** WORK ITEM **
Give back the whole listing exactly as it is written.
RECORDS FOR PROCESSING below:
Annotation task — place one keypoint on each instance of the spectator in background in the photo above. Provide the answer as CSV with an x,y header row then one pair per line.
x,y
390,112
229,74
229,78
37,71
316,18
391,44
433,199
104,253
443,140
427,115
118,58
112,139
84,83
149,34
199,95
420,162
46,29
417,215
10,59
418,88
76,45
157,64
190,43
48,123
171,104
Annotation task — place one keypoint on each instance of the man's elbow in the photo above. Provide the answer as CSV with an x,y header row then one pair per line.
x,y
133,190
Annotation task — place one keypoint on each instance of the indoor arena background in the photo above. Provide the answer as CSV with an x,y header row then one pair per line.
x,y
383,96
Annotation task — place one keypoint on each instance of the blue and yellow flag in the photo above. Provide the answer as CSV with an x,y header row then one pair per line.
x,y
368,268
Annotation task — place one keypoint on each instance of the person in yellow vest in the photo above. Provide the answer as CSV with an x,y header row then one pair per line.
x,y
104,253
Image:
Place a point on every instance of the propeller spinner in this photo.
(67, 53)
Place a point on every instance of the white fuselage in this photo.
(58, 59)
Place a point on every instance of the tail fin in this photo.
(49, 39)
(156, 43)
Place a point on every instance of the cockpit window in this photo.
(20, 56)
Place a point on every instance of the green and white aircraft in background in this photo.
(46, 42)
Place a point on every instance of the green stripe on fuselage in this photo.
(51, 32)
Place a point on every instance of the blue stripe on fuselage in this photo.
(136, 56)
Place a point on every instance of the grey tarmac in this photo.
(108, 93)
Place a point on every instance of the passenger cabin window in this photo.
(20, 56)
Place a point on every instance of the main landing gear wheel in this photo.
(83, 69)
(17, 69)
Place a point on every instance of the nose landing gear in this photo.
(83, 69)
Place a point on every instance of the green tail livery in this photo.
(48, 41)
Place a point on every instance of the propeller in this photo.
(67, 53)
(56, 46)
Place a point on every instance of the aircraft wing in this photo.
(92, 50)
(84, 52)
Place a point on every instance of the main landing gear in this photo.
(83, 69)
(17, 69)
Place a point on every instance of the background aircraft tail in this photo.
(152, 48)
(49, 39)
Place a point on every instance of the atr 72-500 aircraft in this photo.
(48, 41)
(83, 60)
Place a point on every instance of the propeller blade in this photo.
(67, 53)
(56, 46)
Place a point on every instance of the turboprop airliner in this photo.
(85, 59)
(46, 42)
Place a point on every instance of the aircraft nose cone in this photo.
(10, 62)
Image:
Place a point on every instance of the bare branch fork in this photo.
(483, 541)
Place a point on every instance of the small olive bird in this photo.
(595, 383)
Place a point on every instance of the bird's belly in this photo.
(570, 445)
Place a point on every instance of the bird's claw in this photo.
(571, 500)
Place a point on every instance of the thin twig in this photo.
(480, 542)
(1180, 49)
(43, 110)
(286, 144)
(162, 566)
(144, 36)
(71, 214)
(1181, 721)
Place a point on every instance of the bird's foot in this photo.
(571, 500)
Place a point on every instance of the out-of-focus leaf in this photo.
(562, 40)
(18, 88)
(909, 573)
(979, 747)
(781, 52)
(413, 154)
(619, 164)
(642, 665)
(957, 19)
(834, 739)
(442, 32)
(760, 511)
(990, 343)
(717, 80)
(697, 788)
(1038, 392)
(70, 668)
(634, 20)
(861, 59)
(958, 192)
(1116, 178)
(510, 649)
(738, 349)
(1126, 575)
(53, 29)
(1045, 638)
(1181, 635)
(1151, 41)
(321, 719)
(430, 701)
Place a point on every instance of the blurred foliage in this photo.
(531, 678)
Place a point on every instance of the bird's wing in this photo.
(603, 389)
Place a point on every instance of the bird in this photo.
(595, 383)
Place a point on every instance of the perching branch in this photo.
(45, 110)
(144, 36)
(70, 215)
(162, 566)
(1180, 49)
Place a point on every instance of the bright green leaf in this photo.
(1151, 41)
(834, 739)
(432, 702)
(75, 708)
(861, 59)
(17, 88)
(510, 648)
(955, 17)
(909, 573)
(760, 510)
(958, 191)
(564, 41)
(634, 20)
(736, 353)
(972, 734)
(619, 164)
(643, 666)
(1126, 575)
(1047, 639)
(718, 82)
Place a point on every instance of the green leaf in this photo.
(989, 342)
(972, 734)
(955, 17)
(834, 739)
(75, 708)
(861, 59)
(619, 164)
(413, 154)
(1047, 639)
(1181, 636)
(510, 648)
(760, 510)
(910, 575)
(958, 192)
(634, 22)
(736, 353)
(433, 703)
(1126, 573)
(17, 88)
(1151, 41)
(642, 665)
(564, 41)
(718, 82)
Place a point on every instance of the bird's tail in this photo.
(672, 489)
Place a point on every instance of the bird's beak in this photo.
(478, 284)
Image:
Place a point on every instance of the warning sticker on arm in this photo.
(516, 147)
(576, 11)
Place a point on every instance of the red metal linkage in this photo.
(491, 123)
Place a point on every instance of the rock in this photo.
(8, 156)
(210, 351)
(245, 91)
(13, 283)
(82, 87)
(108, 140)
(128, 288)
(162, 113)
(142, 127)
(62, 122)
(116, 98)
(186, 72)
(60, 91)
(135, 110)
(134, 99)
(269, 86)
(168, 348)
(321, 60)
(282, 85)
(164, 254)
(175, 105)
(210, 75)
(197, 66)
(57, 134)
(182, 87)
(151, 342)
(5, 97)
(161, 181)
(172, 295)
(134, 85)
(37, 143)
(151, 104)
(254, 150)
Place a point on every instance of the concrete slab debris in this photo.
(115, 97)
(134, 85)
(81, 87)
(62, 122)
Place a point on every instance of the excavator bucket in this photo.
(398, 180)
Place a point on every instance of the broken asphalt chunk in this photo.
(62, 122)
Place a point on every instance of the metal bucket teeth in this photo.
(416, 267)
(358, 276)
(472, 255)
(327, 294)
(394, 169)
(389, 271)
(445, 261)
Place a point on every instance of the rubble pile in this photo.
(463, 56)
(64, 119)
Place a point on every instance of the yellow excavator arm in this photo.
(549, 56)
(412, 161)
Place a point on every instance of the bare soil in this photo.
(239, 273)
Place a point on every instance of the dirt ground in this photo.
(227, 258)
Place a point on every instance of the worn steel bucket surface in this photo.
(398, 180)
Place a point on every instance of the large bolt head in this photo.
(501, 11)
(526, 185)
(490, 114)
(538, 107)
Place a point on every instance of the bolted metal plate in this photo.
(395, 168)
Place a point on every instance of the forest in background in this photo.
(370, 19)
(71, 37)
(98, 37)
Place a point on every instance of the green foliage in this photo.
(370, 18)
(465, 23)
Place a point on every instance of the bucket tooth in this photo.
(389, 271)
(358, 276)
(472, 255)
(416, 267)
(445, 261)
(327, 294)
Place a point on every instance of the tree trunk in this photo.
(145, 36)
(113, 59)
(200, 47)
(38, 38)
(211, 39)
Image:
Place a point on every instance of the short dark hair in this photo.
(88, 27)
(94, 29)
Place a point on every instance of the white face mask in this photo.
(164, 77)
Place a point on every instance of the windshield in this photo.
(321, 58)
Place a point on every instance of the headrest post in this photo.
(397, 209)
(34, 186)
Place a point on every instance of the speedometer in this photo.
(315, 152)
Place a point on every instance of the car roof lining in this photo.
End of RECORDS FOR PROCESSING.
** FINISHED EXERCISE **
Annotation task — place one keypoint on each instance of the spectator in background in the photo above. Provide the answer as CSV with an x,y header row then one pair per line.
x,y
390,112
229,74
229,78
37,71
316,18
391,44
433,199
104,253
443,140
427,115
118,58
112,139
84,83
149,34
199,95
420,162
46,29
417,215
10,59
418,88
76,45
157,64
190,43
48,123
171,104
Annotation task — place one keypoint on each instance of the man's elbow in the photo above. Provide the answer as CSV with an x,y header row then one pair per line.
x,y
133,190
Annotation task — place one keypoint on each instance of the indoor arena background in the photo above. Provide the answer as CSV with an x,y header row then one pair per line.
x,y
383,96
Annotation task — place one keypoint on each instance of the blue and yellow flag in the photo above. Provide the answer as CSV with an x,y header row then one pair per line.
x,y
368,268
Annotation task — place one keypoint on each instance of the person in yellow vest in the photo above. Provide the answer as CSV with an x,y header row then one pair per line.
x,y
104,253
Image:
Place a point on every instance of the propeller spinner in this photo.
(67, 53)
Place a point on every instance of the white fuselage in this photo.
(58, 59)
Place a point on every instance of the tail fin in this photo.
(49, 39)
(156, 43)
Place a point on every instance of the cockpit window in this photo.
(20, 56)
Place a point on every instance of the green and white aircraft in background in this photo.
(46, 42)
Place a point on every instance of the green stripe on fuselage in this photo.
(51, 32)
Place a point on every instance of the blue stripe on fuselage in this photo.
(136, 56)
Place a point on every instance of the grey tarmac in this photo.
(108, 93)
Place a point on every instance of the passenger cabin window in this photo.
(20, 56)
Place a point on every instance of the main landing gear wheel in this photo.
(83, 69)
(17, 69)
Place a point on every instance of the nose landing gear in this photo.
(83, 69)
Place a point on every instance of the green tail livery in this photo.
(48, 41)
Place a point on every instance of the propeller in this photo.
(67, 53)
(56, 46)
Place a point on every instance of the aircraft wing in this photo.
(92, 50)
(84, 52)
Place a point on every instance of the main landing gear in this photo.
(83, 69)
(17, 69)
Place a point on every instance of the background aircraft tail in this photo.
(152, 48)
(49, 39)
Place a point on every instance of the atr 72-500 aircraft in this photo.
(48, 41)
(83, 60)
Place a point on every instance of the propeller blade in this photo.
(67, 53)
(56, 46)
Place a point on every instance of the turboprop airliner in this photo.
(85, 59)
(46, 42)
Place a point on every instance of the aircraft nose cone in this photo.
(10, 62)
Image:
Place a point on every instance of the bare branch fork in this photo.
(483, 541)
Place a point on every instance of the small olive bird in this photo.
(595, 383)
Place a point on every instance of the bird's belly in this photo.
(570, 445)
Place a point on every instance of the bird's claw in this photo.
(571, 500)
Place a point on every instance of the thin twig in this photo.
(480, 542)
(1180, 49)
(43, 110)
(286, 144)
(162, 566)
(144, 36)
(71, 214)
(1181, 721)
Place a point on every instance of the bird's foot in this photo.
(571, 500)
Place a point on every instance of the out-of-focus leaf in this photo.
(562, 40)
(18, 88)
(909, 573)
(979, 747)
(781, 52)
(413, 154)
(619, 164)
(642, 665)
(957, 19)
(834, 739)
(442, 32)
(760, 511)
(990, 343)
(717, 80)
(697, 788)
(1038, 392)
(70, 668)
(634, 20)
(861, 59)
(958, 192)
(1116, 178)
(510, 649)
(738, 349)
(1126, 575)
(53, 29)
(1045, 638)
(1181, 635)
(1151, 41)
(321, 719)
(430, 701)
Place a point on every instance of the blurred foliage in this photo.
(531, 678)
Place a point on every instance of the bird's wing in this photo.
(603, 389)
Place a point on every instance of the bird in this photo.
(595, 383)
Place a point on every instance of the perching branch in this photo.
(45, 110)
(144, 36)
(70, 215)
(162, 566)
(1180, 49)
Place a point on every instance of the bright green leaf in this photo.
(1151, 41)
(834, 739)
(432, 702)
(75, 708)
(861, 59)
(17, 88)
(510, 648)
(955, 17)
(909, 573)
(760, 510)
(958, 191)
(564, 41)
(634, 20)
(736, 353)
(972, 734)
(619, 164)
(643, 666)
(1126, 575)
(1047, 639)
(718, 82)
Place a point on every instance of the green leaf in this photo.
(989, 342)
(972, 734)
(955, 17)
(834, 739)
(75, 708)
(861, 59)
(619, 164)
(413, 154)
(1047, 639)
(1181, 636)
(510, 648)
(760, 510)
(910, 575)
(958, 192)
(634, 22)
(736, 353)
(433, 703)
(1126, 573)
(17, 88)
(1151, 41)
(642, 665)
(564, 41)
(718, 82)
Place a point on every instance of the bird's tail in this photo.
(672, 489)
Place a point on every instance of the bird's beak in this photo.
(478, 284)
Image:
Place a point on every instance of the warning sticker on arm in this photo.
(516, 147)
(576, 11)
Place a point on every instance of the red metal linkage in this photo.
(491, 123)
Place a point on every instance of the rock in this photo.
(8, 156)
(210, 351)
(245, 91)
(13, 283)
(82, 87)
(108, 140)
(128, 288)
(162, 113)
(142, 127)
(62, 122)
(116, 98)
(186, 72)
(60, 91)
(135, 110)
(134, 99)
(269, 86)
(168, 348)
(321, 60)
(282, 85)
(164, 254)
(175, 105)
(210, 75)
(197, 66)
(57, 134)
(182, 87)
(151, 342)
(5, 97)
(161, 181)
(172, 295)
(134, 85)
(37, 143)
(151, 104)
(254, 150)
Place a point on every instance of the concrete slab debris in this photo.
(115, 97)
(134, 85)
(81, 87)
(62, 122)
Place a point on every instance of the excavator bucket in this photo.
(398, 180)
Place a point on every instance of the broken asphalt chunk in this photo.
(62, 122)
Place a point on every instance of the metal bucket teeth in this photo.
(416, 267)
(358, 276)
(472, 255)
(327, 294)
(394, 169)
(389, 271)
(445, 261)
Place a point on every instance of the rubble pile in this photo.
(463, 56)
(64, 119)
Place a point on every instance of the yellow excavator arm in this photo.
(549, 56)
(412, 161)
Place a point on every instance of the bare soil in this photo.
(239, 273)
Place a point on every instance of the dirt ground in this photo.
(227, 258)
Place a point on every instance of the worn steel bucket surface in this photo.
(398, 180)
Place a point on every instance of the large bolt head in this photo.
(501, 11)
(526, 185)
(490, 114)
(538, 107)
Place a point on every instance of the bolted metal plate in this photo.
(395, 168)
Place a point on every instance of the forest in background in this photo.
(370, 19)
(71, 37)
(98, 37)
Place a point on every instance of the green foliage in this photo.
(370, 18)
(465, 23)
Place a point on every instance of the bucket tooth in this photo.
(389, 271)
(358, 276)
(472, 255)
(416, 267)
(445, 261)
(327, 294)
Place a point on every instance of the tree trunk in this photo.
(145, 36)
(113, 59)
(200, 47)
(38, 38)
(211, 39)
Image:
Place a point on every instance of the short dark hair in this photo.
(88, 27)
(94, 29)
Place a point on every instance of the white face mask in this photo.
(164, 77)
Place a point on every instance of the windshield in this photo.
(321, 58)
Place a point on every instance of the headrest post in this photo.
(397, 209)
(34, 186)
Place a point on every instance of the speedometer in this photo.
(315, 152)
Place a point on every instance of the car roof lining in this photo.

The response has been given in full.